** PASSAGE **

·····

Emilia Oyanguren, daughter of mission workers José Oyanguren and Alfonsina Finger, grew up in the town of Castelli, in the Argentine Chaco, among Toba Qom people. Emilia developed a strong interest in photography and moved to Córdoba to study at La Metro Escuela de Diseño y Comunicación Audiovisual (School of Design and Audiovisual Communication). Her final project before graduating in July 2021 took her back to Castelli, where she spent a couple of months with the women of the Qom Lashepi Alpi weaving cooperative. She sat with them, listening and learning about their lives.
She reviewed historic photos and saw that many portrayed the Indigenous people and culture in ways that were used to impose submission. Emilia wrote in her thesis, "In the gatherings, I kept my camera in my backpack, and I took a couple of photographs with my cell phone in an unobtrusive way. I felt the weight of lifting the camera in front of a face, a person, a story and taking photos. Questions began to
arise when I saw that the story I wanted to tell was not mine to tell. How do I achieve a faithful representation of the Toba Qom communities if I am not Toba Qom? How do I show, with photography, who the other person is? How can I approach, through photography, recording the gaze that the other woman has on herself?"

·····

** PROVIDED RECORDS **
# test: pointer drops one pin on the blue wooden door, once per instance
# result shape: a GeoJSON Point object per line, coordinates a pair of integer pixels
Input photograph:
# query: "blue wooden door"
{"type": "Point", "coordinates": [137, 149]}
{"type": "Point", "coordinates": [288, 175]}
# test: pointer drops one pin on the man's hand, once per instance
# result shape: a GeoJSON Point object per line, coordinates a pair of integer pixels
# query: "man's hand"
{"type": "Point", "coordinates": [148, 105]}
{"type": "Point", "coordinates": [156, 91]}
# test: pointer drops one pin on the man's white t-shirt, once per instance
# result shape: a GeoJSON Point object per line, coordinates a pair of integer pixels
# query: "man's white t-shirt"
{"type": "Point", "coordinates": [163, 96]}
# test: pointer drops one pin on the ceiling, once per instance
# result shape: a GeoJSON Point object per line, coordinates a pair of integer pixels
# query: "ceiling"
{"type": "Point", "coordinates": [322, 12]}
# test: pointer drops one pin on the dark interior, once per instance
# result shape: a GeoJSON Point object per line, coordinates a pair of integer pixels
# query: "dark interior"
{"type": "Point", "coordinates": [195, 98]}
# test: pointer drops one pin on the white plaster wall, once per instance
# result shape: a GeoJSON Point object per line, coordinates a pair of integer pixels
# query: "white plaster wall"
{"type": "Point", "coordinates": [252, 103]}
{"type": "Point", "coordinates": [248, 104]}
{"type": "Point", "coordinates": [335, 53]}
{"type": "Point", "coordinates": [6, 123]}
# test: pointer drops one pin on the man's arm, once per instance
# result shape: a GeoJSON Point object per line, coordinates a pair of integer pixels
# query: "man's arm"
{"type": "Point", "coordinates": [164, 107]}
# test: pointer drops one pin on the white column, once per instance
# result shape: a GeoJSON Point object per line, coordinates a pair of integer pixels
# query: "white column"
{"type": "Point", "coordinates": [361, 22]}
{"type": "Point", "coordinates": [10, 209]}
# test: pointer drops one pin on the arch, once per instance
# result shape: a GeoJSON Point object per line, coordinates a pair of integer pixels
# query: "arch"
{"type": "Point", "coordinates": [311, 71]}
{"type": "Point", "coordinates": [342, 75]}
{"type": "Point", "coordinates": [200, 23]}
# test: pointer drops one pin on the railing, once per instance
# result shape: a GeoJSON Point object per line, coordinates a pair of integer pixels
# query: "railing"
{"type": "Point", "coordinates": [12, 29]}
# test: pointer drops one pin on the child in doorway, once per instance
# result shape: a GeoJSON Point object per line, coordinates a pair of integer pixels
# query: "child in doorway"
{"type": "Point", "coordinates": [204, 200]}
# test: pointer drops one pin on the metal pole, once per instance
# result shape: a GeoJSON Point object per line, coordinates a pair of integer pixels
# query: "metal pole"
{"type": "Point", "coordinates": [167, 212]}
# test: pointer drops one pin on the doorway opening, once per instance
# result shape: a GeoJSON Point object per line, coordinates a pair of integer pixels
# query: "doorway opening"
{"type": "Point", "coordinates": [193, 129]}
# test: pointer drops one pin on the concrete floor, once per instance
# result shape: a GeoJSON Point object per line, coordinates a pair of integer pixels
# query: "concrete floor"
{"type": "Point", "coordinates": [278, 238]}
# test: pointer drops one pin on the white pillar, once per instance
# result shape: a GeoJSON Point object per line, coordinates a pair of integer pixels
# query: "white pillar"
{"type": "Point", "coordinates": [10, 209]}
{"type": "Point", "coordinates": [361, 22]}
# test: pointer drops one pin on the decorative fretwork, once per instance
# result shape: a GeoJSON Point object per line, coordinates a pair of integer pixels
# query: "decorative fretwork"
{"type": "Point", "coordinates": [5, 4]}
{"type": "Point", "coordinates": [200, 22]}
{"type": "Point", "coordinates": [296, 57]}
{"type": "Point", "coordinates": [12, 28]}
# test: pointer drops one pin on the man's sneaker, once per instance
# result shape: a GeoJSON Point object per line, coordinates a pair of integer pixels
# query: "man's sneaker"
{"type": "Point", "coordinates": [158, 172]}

·····

** REQUIRED ACTIONS **
**a)** In the passage about Emilia Oyanguren, in which town did she grow up?
**b)** Set down word for word the part of the passage about Emilia Oyanguren that begins at the words "Emilia Oyanguren, daughter" and stops after "about their lives.".
**c)** Write the next part of the passage about Emilia Oyanguren, picking up after its final sentence.

** ANSWERS BELOW **
**a)** Castelli, in the Argentine Chaco.

**b)**
Emilia Oyanguren, daughter of mission workers José Oyanguren and Alfonsina Finger, grew up in the town of Castelli, in the Argentine Chaco, among Toba Qom people. Emilia developed a strong interest in photography and moved to Córdoba to study at La Metro Escuela de Diseño y Comunicación Audiovisual (School of Design and Audiovisual Communication). Her final project before graduating in July 2021 took her back to Castelli, where she spent a couple of months with the women of the Qom Lashepi Alpi weaving cooperative. She sat with them, listening and learning about their lives.

**c)**
Rather than focusing on taking the photos, Emilia first facilitated a photography workshop with the women. She wrote that she did this, "with the aim of providing visual resources, so that they themselves can insert their own view of their community into the established patterns and to encourage reflection on their own history and customs, leading to the extension of their culture." The Toba Qom women expressed their visual language and creativity both in photos of nature and in portraits of one another.
Toba Qom women in the photography workshop went outdoors to take photos of nature, illustrating their links with the land where they live, their knowledge of the flora and fauna of the Chaco countryside, the medicinal plants and foods, and the raw materials needed for their artisan work. Photo by Emilia Oyanguren.
The women used visual language and creativity to express themselves and their culture in photos like this one, with a hand reaching out to touch pasto de laguna (lagoon grass).
Photo by one of the Toba Qom women in the photography workshop.
They also took portraits of one another, affirming the dignity of each woman. Being part of a collective culture, the Toba Qom put all their photos together, without identifying who took which photo.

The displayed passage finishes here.